----- Source data
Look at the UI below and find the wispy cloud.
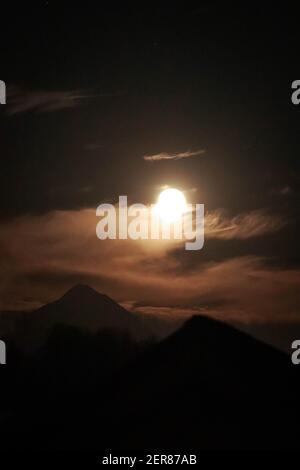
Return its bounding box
[7,87,93,115]
[143,149,205,162]
[205,209,287,240]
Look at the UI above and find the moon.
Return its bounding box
[155,188,186,222]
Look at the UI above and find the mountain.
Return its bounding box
[0,308,300,453]
[0,284,179,350]
[91,316,300,449]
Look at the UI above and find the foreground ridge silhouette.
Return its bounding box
[0,285,300,451]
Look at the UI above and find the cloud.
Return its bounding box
[7,87,93,115]
[205,209,287,240]
[143,150,205,162]
[0,209,300,324]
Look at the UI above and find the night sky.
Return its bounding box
[0,1,300,348]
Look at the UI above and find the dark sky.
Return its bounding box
[0,1,300,342]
----------
■ Required work
Format every line of the records above as a JSON array of strings, one string per line, skipping blank lines and leaving out the pictures.

■ Output of the exercise
[
  "Look at the UI below and find the wispy cloud.",
  "Return its bounding box",
  "[7,87,93,115]",
  "[143,149,205,162]",
  "[205,209,287,240]",
  "Look at the UI above and find the moon.",
  "Return its bounding box",
  "[155,188,186,222]",
  "Look at the UI above and find the mountain.",
  "Return its bounding box",
  "[0,308,300,453]",
  "[0,284,179,350]",
  "[91,316,300,449]",
  "Look at the UI above and find the foreground ridge silhouette.",
  "Return its bounding box",
  "[0,285,300,451]",
  "Look at the UI above and find the cloud.",
  "Return its bounding box",
  "[7,87,93,115]",
  "[205,209,287,240]",
  "[143,150,205,162]",
  "[0,209,300,324]",
  "Look at the UI above and find the night sky.",
  "Return its bounding box",
  "[0,1,300,348]",
  "Look at the UI above and find the dark sky.",
  "Return its bounding box",
  "[0,1,300,342]"
]